### SET EXERCISE
Reproduce word for word the stretch of rows from the very beginning through the line containing "x=608 y=152". Leave the pictures out.

═══ EXTRACTED DATA ═══

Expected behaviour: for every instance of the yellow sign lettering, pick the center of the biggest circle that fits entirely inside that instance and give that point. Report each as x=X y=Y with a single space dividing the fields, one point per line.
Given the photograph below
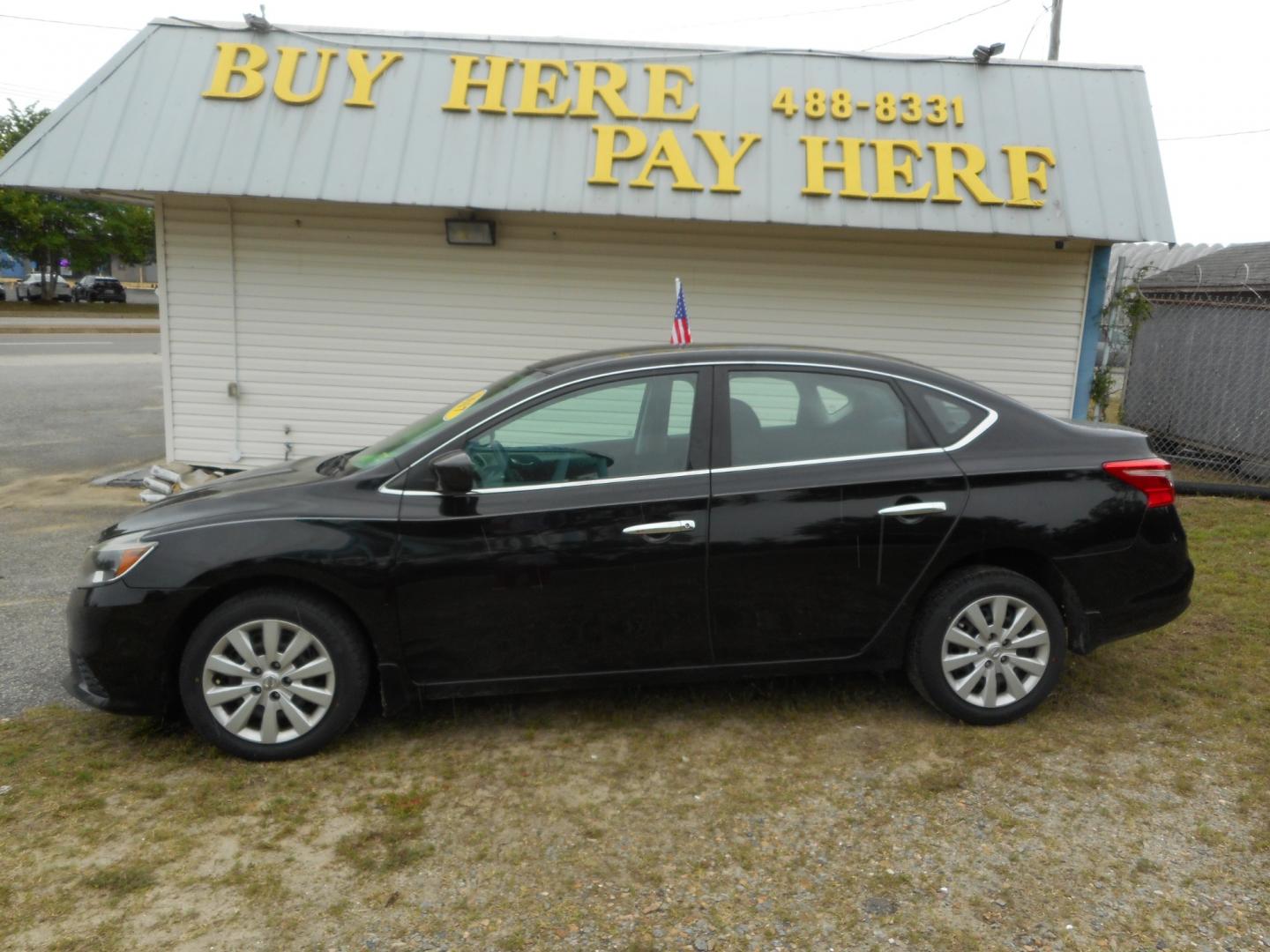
x=608 y=152
x=365 y=79
x=947 y=175
x=888 y=170
x=658 y=92
x=228 y=66
x=1021 y=178
x=285 y=81
x=534 y=86
x=609 y=90
x=464 y=80
x=852 y=179
x=669 y=155
x=725 y=163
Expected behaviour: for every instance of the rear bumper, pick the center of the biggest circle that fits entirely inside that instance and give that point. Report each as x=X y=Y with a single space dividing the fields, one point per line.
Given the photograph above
x=1145 y=614
x=1133 y=591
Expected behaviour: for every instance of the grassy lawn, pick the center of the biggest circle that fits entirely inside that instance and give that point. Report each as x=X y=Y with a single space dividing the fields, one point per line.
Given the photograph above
x=1132 y=811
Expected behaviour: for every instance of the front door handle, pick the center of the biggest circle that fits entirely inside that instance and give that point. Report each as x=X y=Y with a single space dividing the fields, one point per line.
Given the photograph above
x=661 y=528
x=914 y=509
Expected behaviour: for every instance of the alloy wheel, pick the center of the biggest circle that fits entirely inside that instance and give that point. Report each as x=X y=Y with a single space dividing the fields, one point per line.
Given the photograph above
x=268 y=681
x=995 y=651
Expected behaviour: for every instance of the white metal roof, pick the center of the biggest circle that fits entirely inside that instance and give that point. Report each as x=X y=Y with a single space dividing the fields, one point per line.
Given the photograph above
x=141 y=126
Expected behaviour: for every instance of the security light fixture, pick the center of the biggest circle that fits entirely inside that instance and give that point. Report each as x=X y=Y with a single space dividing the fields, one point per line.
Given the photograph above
x=258 y=23
x=982 y=54
x=469 y=231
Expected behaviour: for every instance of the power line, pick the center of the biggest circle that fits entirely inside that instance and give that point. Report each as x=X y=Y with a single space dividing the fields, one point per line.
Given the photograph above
x=65 y=23
x=938 y=26
x=1027 y=38
x=1213 y=135
x=800 y=13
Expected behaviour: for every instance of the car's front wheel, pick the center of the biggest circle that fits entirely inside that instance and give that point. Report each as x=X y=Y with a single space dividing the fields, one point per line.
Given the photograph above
x=272 y=675
x=987 y=646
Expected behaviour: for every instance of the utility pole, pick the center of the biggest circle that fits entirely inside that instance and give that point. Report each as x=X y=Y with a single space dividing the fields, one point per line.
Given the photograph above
x=1056 y=26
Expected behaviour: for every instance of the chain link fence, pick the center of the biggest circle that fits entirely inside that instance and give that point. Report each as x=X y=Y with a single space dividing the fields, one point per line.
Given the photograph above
x=1192 y=371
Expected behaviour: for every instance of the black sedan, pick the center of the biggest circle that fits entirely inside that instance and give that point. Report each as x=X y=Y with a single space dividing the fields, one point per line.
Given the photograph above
x=649 y=514
x=98 y=287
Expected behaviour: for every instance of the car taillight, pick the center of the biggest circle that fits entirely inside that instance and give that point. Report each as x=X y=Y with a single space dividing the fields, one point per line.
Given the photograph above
x=1152 y=476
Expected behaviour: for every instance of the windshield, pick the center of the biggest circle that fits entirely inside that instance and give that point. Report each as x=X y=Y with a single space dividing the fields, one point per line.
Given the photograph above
x=413 y=435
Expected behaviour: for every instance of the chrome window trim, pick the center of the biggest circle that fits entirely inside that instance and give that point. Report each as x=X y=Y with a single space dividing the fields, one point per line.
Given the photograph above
x=983 y=426
x=830 y=460
x=163 y=531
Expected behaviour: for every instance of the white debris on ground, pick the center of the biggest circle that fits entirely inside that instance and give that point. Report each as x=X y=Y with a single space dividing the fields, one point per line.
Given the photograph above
x=168 y=480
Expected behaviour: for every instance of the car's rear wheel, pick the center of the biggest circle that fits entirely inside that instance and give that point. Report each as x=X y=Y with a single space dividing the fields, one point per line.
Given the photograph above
x=273 y=675
x=987 y=646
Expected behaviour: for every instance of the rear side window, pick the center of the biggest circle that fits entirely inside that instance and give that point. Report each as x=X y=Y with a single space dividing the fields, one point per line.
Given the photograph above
x=952 y=418
x=778 y=417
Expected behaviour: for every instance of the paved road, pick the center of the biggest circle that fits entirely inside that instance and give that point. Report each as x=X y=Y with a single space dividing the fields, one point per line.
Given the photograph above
x=74 y=406
x=11 y=322
x=79 y=344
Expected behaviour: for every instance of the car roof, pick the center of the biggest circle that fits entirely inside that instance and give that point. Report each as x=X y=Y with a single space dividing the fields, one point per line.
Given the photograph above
x=596 y=362
x=666 y=354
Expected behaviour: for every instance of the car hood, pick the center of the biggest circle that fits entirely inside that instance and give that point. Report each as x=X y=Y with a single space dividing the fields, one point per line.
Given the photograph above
x=271 y=490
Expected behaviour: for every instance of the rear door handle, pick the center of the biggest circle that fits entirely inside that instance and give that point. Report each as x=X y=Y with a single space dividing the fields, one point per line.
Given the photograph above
x=914 y=509
x=661 y=528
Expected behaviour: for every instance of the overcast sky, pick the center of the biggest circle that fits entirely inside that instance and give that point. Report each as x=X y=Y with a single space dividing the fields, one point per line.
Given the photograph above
x=1206 y=63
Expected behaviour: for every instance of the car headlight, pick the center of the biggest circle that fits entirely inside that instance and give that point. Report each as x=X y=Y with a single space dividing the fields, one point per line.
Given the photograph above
x=113 y=559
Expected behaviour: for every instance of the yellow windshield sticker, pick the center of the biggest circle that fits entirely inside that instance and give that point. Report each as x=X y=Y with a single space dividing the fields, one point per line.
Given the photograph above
x=464 y=404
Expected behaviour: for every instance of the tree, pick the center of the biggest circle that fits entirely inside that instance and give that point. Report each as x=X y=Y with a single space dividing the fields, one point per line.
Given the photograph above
x=48 y=227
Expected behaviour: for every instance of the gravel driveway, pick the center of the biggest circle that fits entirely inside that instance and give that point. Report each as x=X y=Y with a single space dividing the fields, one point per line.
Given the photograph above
x=68 y=417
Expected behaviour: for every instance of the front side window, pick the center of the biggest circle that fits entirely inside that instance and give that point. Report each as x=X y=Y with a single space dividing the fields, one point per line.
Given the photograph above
x=779 y=417
x=406 y=439
x=626 y=428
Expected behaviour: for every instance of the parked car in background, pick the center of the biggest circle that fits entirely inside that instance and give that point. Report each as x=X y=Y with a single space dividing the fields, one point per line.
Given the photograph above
x=100 y=287
x=29 y=288
x=667 y=513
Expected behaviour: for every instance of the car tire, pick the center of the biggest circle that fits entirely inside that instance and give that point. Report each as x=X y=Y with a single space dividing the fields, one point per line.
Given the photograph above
x=1010 y=634
x=245 y=651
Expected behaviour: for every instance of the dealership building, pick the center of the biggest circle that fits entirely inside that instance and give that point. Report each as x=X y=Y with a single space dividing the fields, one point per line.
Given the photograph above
x=357 y=227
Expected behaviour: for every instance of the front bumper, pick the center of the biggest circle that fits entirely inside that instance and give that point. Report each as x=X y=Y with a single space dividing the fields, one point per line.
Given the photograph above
x=121 y=646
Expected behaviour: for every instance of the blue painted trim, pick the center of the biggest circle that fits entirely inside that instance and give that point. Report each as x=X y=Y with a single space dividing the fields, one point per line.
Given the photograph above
x=1099 y=264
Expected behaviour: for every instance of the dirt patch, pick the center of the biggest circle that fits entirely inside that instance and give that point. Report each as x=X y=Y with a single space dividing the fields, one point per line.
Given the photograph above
x=63 y=492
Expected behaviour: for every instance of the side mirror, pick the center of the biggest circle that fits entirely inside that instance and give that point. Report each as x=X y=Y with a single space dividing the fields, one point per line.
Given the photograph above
x=456 y=475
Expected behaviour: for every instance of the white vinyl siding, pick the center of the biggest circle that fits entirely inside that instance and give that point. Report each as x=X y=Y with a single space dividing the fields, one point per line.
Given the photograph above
x=344 y=323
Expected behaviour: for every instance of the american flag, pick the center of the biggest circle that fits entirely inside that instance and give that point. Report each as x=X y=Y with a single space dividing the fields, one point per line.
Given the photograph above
x=680 y=333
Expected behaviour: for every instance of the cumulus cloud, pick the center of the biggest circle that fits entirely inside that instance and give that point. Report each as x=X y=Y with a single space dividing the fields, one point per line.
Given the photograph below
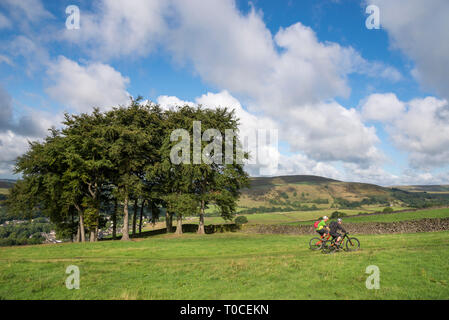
x=4 y=21
x=15 y=132
x=419 y=29
x=330 y=132
x=82 y=87
x=228 y=49
x=382 y=107
x=419 y=126
x=125 y=27
x=26 y=10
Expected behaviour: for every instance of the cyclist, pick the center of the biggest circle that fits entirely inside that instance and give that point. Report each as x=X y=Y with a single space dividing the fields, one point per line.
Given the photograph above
x=334 y=227
x=322 y=228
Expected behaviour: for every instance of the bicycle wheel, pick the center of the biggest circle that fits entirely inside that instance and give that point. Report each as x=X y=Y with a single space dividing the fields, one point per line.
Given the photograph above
x=327 y=247
x=352 y=244
x=315 y=244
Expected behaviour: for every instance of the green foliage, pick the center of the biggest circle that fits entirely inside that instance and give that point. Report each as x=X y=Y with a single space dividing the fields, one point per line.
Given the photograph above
x=123 y=155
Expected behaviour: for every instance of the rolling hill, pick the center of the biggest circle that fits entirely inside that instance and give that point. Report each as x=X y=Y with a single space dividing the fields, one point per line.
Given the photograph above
x=303 y=191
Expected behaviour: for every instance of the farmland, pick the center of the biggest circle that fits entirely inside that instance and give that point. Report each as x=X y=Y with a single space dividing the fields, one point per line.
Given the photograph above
x=229 y=266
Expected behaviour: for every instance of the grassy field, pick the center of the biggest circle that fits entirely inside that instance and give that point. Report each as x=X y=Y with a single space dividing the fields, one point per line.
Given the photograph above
x=229 y=266
x=392 y=217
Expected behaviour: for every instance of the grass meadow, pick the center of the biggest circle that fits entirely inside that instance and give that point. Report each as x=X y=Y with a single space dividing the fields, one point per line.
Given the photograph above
x=229 y=266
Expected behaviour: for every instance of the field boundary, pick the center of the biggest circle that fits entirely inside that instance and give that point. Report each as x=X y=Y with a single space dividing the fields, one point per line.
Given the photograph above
x=408 y=226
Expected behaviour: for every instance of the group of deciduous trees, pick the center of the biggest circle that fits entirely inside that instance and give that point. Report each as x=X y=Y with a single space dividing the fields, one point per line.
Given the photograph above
x=103 y=161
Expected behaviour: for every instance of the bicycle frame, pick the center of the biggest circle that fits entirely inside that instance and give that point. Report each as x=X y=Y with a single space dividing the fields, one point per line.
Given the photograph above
x=323 y=238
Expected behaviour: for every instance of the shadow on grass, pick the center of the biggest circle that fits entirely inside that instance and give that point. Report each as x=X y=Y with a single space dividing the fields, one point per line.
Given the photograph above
x=186 y=228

═══

### SOLUTION
Expected behaviour: for every instance of the yellow sign lettering, pick the center of the biggest circle that fits entirely inside that instance and give that point. Report each as x=X y=Y with a single space dividing the fields, one point per line.
Given the photograph below
x=608 y=152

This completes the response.